[DATASET EXCERPTS — start]

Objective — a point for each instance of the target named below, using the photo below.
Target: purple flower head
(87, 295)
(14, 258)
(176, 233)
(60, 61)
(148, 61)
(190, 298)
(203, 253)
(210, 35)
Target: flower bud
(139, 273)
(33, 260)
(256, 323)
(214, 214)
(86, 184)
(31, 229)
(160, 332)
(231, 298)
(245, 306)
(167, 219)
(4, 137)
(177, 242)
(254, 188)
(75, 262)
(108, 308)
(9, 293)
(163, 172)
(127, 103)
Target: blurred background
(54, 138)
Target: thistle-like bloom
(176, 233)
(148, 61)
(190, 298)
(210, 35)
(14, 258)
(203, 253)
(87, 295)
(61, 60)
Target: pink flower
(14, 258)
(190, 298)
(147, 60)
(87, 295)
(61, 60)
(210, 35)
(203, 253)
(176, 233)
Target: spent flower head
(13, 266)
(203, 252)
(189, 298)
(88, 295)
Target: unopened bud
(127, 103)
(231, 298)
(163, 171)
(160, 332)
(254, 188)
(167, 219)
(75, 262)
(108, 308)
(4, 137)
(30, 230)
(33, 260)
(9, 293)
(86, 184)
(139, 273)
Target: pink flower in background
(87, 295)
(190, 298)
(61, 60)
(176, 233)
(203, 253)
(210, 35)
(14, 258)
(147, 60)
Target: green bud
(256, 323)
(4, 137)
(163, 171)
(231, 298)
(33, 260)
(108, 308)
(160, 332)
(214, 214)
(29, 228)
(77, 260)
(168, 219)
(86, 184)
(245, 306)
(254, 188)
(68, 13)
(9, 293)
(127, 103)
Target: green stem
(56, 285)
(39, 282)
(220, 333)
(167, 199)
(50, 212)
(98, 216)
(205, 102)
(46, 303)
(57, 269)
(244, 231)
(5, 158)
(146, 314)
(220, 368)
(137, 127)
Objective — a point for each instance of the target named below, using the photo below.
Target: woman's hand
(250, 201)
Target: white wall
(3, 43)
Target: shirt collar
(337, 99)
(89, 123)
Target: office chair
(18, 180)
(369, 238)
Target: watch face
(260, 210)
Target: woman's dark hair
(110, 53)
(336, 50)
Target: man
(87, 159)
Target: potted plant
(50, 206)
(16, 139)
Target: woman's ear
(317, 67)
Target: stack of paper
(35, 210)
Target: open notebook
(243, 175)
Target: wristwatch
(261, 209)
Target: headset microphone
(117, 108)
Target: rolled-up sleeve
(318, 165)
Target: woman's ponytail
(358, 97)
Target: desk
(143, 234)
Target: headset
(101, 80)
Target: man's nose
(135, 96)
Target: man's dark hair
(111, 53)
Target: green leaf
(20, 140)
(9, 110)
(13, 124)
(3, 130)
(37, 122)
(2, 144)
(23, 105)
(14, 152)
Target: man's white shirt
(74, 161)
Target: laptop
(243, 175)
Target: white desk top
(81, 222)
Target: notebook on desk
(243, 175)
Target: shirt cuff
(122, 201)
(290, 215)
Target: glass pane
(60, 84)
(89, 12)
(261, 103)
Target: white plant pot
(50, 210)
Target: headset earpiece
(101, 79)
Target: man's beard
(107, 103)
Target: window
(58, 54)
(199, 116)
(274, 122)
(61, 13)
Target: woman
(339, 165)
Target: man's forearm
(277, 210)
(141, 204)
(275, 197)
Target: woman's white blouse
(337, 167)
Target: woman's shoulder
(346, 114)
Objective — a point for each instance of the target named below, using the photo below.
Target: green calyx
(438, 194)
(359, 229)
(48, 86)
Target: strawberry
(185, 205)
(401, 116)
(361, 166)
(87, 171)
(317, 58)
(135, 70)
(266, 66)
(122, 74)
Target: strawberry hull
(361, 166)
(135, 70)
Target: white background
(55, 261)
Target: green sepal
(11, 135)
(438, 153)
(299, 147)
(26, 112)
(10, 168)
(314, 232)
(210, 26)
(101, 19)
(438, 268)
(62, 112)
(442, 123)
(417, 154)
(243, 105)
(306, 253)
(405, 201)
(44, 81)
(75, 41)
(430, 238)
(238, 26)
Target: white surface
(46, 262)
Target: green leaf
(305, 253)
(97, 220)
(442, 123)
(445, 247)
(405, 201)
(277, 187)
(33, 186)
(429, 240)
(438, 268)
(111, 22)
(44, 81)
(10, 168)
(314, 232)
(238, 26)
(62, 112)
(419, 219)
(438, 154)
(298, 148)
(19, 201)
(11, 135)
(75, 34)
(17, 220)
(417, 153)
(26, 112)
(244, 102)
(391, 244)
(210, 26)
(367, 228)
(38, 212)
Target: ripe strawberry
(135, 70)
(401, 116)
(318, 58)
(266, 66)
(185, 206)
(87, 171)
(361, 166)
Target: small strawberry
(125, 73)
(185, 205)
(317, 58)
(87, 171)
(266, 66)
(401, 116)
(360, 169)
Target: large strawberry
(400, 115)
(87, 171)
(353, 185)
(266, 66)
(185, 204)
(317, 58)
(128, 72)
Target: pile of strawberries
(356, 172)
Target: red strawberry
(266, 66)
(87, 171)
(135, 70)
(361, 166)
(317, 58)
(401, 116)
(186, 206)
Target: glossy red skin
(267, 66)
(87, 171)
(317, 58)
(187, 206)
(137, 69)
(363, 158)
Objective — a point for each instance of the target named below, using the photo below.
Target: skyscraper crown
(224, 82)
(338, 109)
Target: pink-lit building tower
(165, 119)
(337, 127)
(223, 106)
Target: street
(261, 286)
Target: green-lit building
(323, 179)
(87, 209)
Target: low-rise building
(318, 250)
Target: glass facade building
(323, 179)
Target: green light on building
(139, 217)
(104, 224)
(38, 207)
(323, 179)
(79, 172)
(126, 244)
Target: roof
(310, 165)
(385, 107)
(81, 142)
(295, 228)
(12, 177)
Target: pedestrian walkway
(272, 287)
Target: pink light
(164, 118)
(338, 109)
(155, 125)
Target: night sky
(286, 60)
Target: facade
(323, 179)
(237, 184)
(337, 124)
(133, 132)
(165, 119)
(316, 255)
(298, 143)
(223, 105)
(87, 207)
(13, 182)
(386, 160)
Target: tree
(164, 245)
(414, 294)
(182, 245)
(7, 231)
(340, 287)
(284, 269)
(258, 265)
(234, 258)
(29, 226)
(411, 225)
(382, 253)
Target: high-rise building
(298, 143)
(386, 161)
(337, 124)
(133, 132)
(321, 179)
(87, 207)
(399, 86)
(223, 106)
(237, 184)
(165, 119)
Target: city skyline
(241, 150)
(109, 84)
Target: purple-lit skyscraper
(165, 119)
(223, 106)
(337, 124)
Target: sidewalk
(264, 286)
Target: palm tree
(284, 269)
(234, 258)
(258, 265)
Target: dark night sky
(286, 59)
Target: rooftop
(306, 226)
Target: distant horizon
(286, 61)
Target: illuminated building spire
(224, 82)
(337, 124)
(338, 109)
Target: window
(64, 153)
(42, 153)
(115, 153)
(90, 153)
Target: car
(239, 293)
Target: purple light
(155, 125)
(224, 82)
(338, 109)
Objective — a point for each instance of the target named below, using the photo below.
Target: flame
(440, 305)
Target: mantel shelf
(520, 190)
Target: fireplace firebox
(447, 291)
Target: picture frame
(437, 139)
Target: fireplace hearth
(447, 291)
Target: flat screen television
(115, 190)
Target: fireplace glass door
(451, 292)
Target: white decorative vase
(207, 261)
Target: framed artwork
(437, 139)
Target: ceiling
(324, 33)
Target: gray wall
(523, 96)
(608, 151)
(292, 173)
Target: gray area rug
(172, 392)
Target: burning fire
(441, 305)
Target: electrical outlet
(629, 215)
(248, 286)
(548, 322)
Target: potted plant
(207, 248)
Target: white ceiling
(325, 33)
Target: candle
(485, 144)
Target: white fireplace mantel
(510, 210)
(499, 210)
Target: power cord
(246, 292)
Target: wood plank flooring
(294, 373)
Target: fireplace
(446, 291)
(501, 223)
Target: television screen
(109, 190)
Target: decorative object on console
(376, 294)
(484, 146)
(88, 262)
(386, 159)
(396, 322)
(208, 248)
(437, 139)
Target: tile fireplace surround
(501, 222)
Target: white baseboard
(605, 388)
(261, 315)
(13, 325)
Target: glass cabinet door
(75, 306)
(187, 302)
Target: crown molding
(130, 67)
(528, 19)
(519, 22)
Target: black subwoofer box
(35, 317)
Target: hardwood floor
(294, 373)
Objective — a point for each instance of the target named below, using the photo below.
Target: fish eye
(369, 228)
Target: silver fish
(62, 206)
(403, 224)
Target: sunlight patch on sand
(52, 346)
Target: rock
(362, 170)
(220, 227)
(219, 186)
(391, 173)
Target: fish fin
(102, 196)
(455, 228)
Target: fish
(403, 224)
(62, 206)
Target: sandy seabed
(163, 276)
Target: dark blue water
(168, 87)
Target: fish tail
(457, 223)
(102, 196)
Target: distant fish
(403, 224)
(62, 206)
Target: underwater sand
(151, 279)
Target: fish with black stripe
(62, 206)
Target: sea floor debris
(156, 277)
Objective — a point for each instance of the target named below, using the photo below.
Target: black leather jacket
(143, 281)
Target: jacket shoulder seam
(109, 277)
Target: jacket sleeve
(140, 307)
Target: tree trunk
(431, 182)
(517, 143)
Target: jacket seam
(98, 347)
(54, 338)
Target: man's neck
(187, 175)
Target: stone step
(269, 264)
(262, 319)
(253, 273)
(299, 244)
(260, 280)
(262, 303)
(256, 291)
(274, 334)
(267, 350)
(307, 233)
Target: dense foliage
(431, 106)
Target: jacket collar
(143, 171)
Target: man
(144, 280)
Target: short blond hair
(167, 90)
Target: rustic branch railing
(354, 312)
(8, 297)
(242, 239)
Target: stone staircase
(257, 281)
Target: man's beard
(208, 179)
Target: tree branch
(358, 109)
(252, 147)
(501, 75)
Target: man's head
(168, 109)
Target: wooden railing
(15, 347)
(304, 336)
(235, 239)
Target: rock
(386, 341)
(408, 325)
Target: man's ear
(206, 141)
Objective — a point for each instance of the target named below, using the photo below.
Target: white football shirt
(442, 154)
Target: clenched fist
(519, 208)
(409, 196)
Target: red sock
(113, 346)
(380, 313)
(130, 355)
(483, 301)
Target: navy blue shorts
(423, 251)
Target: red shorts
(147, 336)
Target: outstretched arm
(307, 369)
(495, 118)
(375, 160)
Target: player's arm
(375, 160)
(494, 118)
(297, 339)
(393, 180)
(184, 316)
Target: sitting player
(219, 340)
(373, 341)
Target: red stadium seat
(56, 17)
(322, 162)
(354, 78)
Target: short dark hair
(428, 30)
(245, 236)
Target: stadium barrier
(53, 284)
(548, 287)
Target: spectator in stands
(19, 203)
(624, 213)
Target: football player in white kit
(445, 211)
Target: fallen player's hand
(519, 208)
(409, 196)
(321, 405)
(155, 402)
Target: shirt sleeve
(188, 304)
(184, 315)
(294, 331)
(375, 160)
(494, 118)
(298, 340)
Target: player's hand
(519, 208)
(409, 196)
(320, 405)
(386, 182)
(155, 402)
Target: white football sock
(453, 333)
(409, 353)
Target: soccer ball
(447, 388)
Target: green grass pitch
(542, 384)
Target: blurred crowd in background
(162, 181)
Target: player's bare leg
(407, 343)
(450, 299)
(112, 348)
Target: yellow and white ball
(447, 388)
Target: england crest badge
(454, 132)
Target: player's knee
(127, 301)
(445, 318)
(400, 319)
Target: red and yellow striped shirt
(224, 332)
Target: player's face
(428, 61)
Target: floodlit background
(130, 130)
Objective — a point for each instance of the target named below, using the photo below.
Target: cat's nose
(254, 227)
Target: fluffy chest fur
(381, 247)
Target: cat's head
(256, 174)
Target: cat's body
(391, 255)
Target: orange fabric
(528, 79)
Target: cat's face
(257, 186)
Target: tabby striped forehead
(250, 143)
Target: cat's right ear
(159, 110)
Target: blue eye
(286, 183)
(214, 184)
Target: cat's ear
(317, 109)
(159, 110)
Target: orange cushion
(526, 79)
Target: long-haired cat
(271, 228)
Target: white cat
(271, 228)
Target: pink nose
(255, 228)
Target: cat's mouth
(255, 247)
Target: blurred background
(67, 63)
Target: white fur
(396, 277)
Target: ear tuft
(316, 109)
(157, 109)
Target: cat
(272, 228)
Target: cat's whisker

[DATASET EXCERPTS — finish]

• EXERCISE BRIEF: Starting with the line that contains "Target: football player in white kit", print every line through the end of the entries above exactly as written, both boundary lines included, and nothing else.

• TASK RESULT:
Target: football player in white kit
(445, 211)
Target: fallen player's hand
(519, 208)
(409, 196)
(321, 405)
(155, 402)
Target: shirt sleeve
(188, 304)
(184, 315)
(294, 331)
(375, 160)
(494, 118)
(298, 340)
Target: player's hand
(519, 208)
(409, 196)
(320, 405)
(386, 182)
(155, 402)
Target: white football sock
(453, 333)
(409, 353)
Target: soccer ball
(447, 388)
Target: green grass pitch
(542, 384)
Target: blurred crowd in background
(162, 181)
Target: player's bare leg
(407, 343)
(450, 299)
(112, 348)
Target: yellow and white ball
(447, 388)
Target: england crest badge
(454, 132)
Target: player's knee
(127, 301)
(445, 318)
(400, 319)
Target: red and yellow striped shirt
(224, 332)
Target: player's face
(428, 61)
Target: floodlit background
(130, 130)
Objective — a point for each instance of the target named below, using the photo below.
Target: cat's nose
(254, 227)
Target: fluffy chest fur
(381, 247)
Target: cat's head
(256, 174)
Target: cat's body
(391, 255)
Target: orange fabric
(528, 79)
Target: cat's face
(257, 186)
Target: tabby striped forehead
(250, 143)
Target: cat's right ear
(159, 110)
Target: blue eye
(286, 183)
(214, 184)
Target: cat's ear
(317, 109)
(159, 110)
Target: orange cushion
(526, 79)
Target: long-haired cat
(271, 228)
Target: white cat
(271, 228)
Target: pink nose
(255, 228)
Target: cat's mouth
(255, 247)
Target: blurred background
(67, 63)
Target: white fur
(396, 277)
Target: ear tuft
(316, 109)
(157, 109)
Target: cat
(272, 228)
Target: cat's whisker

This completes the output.